**Direction**
Copy each line of the data below exactly, leaving out pictures.
## begin Provided records
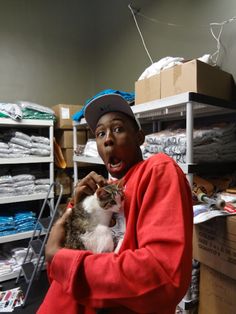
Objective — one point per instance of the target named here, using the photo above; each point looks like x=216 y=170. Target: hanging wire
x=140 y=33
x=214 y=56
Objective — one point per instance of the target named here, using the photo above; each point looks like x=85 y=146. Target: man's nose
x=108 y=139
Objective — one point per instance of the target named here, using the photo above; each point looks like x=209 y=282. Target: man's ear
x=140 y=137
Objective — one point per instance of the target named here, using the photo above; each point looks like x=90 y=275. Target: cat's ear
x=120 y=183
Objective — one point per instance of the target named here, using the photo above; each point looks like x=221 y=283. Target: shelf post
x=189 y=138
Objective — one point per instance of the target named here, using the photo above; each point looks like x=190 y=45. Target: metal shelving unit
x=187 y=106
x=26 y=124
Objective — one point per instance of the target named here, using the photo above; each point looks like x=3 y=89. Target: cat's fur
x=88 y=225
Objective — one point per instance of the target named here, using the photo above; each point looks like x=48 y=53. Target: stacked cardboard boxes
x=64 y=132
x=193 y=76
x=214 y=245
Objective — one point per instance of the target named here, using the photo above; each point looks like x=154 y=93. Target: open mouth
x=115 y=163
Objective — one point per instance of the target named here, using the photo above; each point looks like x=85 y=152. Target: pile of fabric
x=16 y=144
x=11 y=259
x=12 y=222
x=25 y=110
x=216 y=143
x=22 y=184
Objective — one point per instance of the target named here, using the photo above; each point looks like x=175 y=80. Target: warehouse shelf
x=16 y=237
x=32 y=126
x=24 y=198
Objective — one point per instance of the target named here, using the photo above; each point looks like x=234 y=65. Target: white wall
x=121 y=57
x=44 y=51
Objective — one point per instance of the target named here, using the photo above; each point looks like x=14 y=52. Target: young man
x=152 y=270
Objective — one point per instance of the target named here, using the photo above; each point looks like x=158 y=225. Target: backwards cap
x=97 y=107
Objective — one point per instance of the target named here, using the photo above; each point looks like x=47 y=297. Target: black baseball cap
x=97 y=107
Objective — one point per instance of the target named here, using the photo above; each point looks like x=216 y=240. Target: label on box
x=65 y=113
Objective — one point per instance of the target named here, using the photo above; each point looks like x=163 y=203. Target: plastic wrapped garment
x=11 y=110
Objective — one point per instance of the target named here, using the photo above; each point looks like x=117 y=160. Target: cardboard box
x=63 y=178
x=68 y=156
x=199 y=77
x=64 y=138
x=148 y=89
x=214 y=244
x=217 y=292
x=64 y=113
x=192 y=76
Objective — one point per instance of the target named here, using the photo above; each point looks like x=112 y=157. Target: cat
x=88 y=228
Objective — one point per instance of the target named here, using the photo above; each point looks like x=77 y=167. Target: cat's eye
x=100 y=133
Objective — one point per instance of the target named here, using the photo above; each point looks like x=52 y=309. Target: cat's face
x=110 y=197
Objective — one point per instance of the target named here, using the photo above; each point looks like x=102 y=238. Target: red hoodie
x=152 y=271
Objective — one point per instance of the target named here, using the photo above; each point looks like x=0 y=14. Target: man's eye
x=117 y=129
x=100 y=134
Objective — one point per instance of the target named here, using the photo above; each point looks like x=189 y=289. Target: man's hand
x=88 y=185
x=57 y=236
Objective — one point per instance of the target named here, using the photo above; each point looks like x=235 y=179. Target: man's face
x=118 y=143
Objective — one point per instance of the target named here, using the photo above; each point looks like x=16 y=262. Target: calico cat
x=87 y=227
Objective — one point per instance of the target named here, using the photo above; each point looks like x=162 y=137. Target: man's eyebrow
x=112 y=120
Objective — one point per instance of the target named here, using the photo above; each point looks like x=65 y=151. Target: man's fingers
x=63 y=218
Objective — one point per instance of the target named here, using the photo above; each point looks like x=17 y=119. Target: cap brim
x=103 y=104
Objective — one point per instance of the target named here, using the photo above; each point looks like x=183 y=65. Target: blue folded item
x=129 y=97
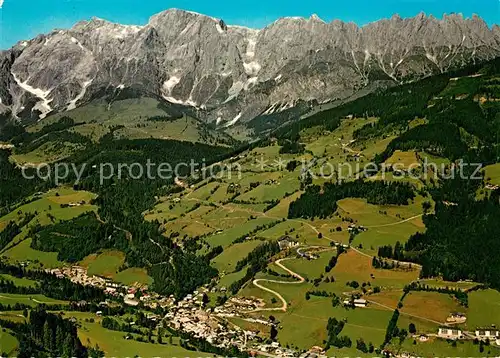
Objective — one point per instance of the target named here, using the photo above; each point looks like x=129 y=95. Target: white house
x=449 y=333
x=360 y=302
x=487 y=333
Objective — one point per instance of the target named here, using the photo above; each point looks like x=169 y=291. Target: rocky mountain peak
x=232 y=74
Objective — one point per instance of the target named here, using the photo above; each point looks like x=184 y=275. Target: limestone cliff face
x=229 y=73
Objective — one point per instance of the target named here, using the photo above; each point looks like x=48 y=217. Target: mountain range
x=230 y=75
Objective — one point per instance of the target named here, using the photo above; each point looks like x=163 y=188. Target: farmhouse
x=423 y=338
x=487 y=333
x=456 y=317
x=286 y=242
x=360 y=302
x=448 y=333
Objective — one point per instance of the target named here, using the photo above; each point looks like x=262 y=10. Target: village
## end Provided records
**Problem solution**
Objective — one point per instance of the target named here, using the photo above; each point looks like x=216 y=170. Target: hanging wire
x=140 y=33
x=214 y=56
Objective — one point per instance of the target named here, using the photo above; each point looks like x=85 y=146. Target: man's nose
x=108 y=139
Objective — one point per instance of the target named here, using the photo above; each point looks like x=209 y=282. Target: man's ear
x=140 y=137
Objective — one point per instance of the target named here, using the photo above; each point looks like x=90 y=275. Target: cat's ear
x=120 y=183
Objective — one point per instance of the target named here, using the photo above; each point looks like x=221 y=283. Target: shelf post
x=189 y=138
Objective — one point per instance of the target named here, using the photo above; each point looks like x=190 y=45. Target: metal shelving unit
x=187 y=106
x=26 y=124
Objective — one point per instance of the target named here, using the photo above; each point looks like x=3 y=89. Target: cat's fur
x=88 y=225
Objective — one point per instance of the target named here, using the photo above; each point looks like x=48 y=53. Target: stacked cardboard boxes
x=64 y=132
x=193 y=76
x=214 y=245
Objective — one point per instance of the target named here, using the photo above; each point looks like x=154 y=93. Target: open mouth
x=115 y=163
Objective — one point per instance of the target named here, using the photo above; each point looks like x=85 y=152. Target: pile of fabric
x=16 y=144
x=11 y=259
x=12 y=222
x=25 y=110
x=216 y=143
x=22 y=184
Objective — one point per instance of the target named here, using the photo above; each point looks like x=175 y=80. Target: warehouse shelf
x=16 y=237
x=32 y=126
x=24 y=198
Objective — one point per instance of the target named here, using the photo above; each point looks like x=234 y=65. Target: white wall
x=121 y=57
x=44 y=51
Objective — one point per instance of the target named here, using the photo above; each point looks like x=14 y=52. Target: young man
x=152 y=270
Objective — one point per instance of the target named here, using the photo above; each point looks like x=158 y=225. Target: backwards cap
x=97 y=107
Objective — one point per instance of the target named here, using the photo above; each point looks like x=47 y=297. Target: black baseball cap
x=97 y=107
Objective — one point per instance of the target named here, using the photo above; each point looks like x=216 y=240. Target: label on box
x=65 y=113
Objective — one point per instance of the target named here, using the photo above; each point looks like x=163 y=203. Target: plastic wrapped garment
x=11 y=110
Objective — one point per instance of the target named here, using the photo above; each point looks like x=117 y=160. Target: cardboard box
x=63 y=178
x=68 y=156
x=199 y=77
x=64 y=138
x=148 y=89
x=214 y=244
x=217 y=292
x=64 y=113
x=192 y=76
Objective — one point per instance of the target named here, using the photo above; each point looks like x=112 y=157. Target: cat
x=88 y=228
Objective — one point per instance of the target named here, using the photo above; each point looks like x=77 y=167. Target: cat's eye
x=100 y=133
Objective — one point per instance of the target named here, using the photo above; each point looks like x=52 y=309. Target: cat's face
x=110 y=197
Objective — one point per instance of the target named here, using the photo above; each point looks like x=102 y=238. Target: red hoodie
x=152 y=271
Objective — one point per instance of the target named here, using the photo above; each point looks like x=0 y=14. Target: man's eye
x=117 y=129
x=100 y=134
Objective — one point per instance of the target named here, using the photo above; each point looks like x=189 y=289. Target: man's hand
x=88 y=185
x=57 y=236
Objective — one point per instance of the target named here, using the photo above; each point looks like x=235 y=179. Target: man's face
x=118 y=143
Objective — one point per instance of the target named here, using the photo above; each point looks like x=16 y=262. Target: calico cat
x=87 y=227
Objective — one point per instance of the target named here, using the photo above; each point looks like x=162 y=137. Target: man's eyebrow
x=112 y=120
Objective — one point per instance of the target named here, using the photo above; each point looks like x=65 y=151. Target: man's fingers
x=63 y=218
Objective — one point per instance of the target named here, using the photo above; each point looks like x=17 y=119. Target: cap brim
x=103 y=104
Objective — one point per instance of the target named here, using the photo above; each point looks like x=183 y=65. Target: blue folded item
x=129 y=97
Objective — one point per instance of the target named here, using the photo above; each point looks like x=129 y=95. Target: white house
x=449 y=333
x=360 y=302
x=487 y=333
Objective — one point per instance of the target named here, using the photo above; each point looks like x=169 y=291. Target: rocky mountain peak
x=232 y=74
Objective — one point per instance of the target named here, using the photo above; each point looks like x=184 y=275. Target: limestone cliff face
x=229 y=73
Objective — one point per instance of the target named here, using the photo above; each point looks like x=48 y=217. Target: mountain range
x=230 y=75
Objective — one point per instance of the target named here, using the photo above; each point looks like x=163 y=188. Target: farmhouse
x=423 y=338
x=487 y=333
x=456 y=317
x=286 y=242
x=360 y=302
x=448 y=333
Objective — one point per instance of the target named here, using the photo above; each point looks like x=262 y=10. Target: village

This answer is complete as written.